§ GEËXTRAHEERDE TEKST:
----------------------------------------
Datum uitspraak:
Datum publicatie:
Rechtsgebieden:
Zaaknummer:
Soort procedure:
Vindplaatsen:

Inhoudsindicatie:

Weigering vergoeding. De Raad heeft geen aanwijzing aangetroffen voor een door de minister (als bevoegd gezag) jegens appellant gepleegd onrechtmatig handelen, waaraan appellant eventueel een aanspraak op volledige schadevergoeding voor zijn pensioennadeel zou kunnen ontlenen.

Uitspraak



10/4167 AW Q.

Centrale Raad van Beroep

Meervoudige kamer

U I T S P R A A K

op het hoger beroep van:

[Appellant], wonende te [woonplaats], (hierna: appellant),

tegen de uitspraak van de rechtbank Roermond van 7 juli 2010, 09/130 (hierna: aangevallen uitspraak),

in het geding tussen:

appellant

en

de Minister van Binnenlandse Zaken en Koninkrijksrelaties (hierna: minister)

Datum uitspraak: 21 juli 2011

I. PROCESVERLOOP

Appellant heeft hoger beroep ingesteld.

De minister heeft een verweerschrift ingediend.

Op verzoek van de Raad heeft de minister nadere stukken ingezonden en een aanvullende toelichting op het verweerschrift gegeven.

Het onderzoek ter zitting heeft plaatsgevonden op 9 juni 2011. Appellant is verschenen, bijgestaan door mr. D.J. Rutgers, advocaat te Amsterdam. De minister heeft zich laten vertegenwoordigen door mr. S. van Heukelom-Verhage, advocaat te ’s-Gravenhage en mr. E.W.J. Gerretsen, werkzaam bij het ministerie van Binnenlandse Zaken en Koninkrijksrelaties.

II. OVERWEGINGEN

1. Voor een uitgebreidere weergave van de in dit geding van belang zijnde feiten en omstandigheden wordt verwezen naar de aangevallen uitspraak. De Raad volstaat met het volgende.
----------------------------------------
§ Fragmenten uit de dataset:
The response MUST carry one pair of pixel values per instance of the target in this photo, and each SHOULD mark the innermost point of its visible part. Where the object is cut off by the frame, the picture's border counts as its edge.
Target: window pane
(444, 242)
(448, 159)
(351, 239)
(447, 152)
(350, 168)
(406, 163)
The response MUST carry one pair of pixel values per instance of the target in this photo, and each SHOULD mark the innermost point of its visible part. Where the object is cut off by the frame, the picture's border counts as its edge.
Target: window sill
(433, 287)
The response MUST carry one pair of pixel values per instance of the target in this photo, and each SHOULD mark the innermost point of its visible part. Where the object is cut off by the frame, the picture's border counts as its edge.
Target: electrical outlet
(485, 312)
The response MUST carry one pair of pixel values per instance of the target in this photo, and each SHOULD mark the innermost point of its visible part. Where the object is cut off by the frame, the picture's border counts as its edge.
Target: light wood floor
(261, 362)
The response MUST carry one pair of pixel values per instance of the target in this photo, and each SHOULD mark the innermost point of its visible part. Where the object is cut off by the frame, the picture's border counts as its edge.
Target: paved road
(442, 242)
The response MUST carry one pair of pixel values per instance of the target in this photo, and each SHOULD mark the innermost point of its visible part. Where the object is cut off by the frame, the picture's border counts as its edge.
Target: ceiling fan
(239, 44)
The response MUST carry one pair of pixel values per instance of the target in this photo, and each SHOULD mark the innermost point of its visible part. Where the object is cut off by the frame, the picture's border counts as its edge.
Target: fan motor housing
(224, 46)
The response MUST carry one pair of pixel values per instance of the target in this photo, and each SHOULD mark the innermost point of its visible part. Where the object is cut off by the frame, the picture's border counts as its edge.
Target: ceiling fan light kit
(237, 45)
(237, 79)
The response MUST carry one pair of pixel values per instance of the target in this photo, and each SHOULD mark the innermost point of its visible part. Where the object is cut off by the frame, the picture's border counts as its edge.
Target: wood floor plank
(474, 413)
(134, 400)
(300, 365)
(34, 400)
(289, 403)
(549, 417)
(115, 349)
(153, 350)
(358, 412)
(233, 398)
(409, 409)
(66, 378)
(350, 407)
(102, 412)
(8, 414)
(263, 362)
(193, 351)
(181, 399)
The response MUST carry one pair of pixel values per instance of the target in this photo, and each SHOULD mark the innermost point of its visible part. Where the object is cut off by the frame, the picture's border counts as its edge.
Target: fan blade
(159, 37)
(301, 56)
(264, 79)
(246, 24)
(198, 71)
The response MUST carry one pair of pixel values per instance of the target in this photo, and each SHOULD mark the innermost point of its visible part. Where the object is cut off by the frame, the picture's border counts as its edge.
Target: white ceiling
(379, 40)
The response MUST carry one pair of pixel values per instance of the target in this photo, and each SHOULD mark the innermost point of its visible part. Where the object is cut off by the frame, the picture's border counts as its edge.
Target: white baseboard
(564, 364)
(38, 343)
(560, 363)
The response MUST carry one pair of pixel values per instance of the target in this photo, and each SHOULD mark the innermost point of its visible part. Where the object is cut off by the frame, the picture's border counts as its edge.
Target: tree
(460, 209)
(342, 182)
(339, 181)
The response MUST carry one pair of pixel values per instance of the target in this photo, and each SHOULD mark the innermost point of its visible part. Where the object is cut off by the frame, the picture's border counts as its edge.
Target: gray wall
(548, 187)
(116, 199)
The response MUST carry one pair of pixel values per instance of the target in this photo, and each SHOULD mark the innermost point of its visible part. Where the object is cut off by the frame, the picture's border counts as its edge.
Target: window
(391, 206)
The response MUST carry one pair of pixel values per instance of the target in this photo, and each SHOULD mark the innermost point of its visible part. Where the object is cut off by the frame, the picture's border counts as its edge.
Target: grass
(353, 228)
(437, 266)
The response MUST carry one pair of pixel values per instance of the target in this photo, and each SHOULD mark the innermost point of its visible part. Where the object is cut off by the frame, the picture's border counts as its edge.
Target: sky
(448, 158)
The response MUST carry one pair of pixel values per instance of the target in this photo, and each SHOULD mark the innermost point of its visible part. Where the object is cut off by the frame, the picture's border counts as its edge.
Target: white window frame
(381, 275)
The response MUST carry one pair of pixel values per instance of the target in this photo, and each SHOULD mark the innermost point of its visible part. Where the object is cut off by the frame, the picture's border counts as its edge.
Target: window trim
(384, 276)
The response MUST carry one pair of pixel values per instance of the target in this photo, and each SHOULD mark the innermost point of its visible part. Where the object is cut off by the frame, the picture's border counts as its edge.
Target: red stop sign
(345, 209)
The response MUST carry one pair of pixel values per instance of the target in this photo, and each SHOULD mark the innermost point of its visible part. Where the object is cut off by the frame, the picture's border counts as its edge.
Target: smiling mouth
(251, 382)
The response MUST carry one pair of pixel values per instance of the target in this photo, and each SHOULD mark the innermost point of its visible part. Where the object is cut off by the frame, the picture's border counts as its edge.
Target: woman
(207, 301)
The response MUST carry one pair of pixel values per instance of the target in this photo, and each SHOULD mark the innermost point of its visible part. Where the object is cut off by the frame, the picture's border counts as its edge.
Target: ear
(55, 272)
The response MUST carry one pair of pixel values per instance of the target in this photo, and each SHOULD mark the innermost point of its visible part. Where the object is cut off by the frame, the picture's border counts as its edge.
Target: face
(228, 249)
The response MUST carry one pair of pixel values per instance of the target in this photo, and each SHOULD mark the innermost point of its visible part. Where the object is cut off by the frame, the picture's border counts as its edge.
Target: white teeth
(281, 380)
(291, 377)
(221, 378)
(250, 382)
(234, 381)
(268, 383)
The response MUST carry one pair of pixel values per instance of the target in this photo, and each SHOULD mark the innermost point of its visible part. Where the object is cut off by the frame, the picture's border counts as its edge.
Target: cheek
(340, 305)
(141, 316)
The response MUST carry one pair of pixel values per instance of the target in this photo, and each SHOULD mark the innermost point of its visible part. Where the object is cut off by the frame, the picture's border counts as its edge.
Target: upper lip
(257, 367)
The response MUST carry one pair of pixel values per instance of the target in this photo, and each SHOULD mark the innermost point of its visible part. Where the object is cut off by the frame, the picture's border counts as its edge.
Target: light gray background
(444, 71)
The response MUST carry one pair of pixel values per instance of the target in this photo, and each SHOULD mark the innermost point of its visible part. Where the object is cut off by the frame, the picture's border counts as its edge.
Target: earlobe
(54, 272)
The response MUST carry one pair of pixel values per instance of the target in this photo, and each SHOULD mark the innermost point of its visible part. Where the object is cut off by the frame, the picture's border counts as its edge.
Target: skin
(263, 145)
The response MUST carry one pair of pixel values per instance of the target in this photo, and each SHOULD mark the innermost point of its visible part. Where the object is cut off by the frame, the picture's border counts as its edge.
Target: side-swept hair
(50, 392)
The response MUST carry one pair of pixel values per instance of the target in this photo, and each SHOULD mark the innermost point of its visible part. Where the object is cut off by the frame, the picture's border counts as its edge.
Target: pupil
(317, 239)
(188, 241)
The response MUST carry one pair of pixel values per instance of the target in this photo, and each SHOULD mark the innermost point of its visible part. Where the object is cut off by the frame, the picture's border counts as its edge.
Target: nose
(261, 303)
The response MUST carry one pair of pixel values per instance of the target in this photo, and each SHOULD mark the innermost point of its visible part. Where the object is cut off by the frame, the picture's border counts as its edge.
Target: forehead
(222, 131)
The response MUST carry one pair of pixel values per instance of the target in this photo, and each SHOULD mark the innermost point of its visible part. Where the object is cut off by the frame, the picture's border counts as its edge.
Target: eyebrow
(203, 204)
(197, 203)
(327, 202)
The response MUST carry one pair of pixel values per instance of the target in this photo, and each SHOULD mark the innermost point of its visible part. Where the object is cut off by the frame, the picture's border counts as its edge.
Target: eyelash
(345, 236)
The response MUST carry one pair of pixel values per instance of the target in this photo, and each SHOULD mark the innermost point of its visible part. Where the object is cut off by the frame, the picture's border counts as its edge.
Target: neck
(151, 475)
----------------------------------------
§ TE VOLGEN INSTRUCTIES:
Op welke datum vond volgens de uitspraak van de Centrale Raad van Beroep het onderzoek ter zitting plaats? De gegevens zijn materiaal dat los staat van de uitspraak van de Centrale Raad van Beroep.

§ RESULTAAT OPDRACHT:
9 juni 2011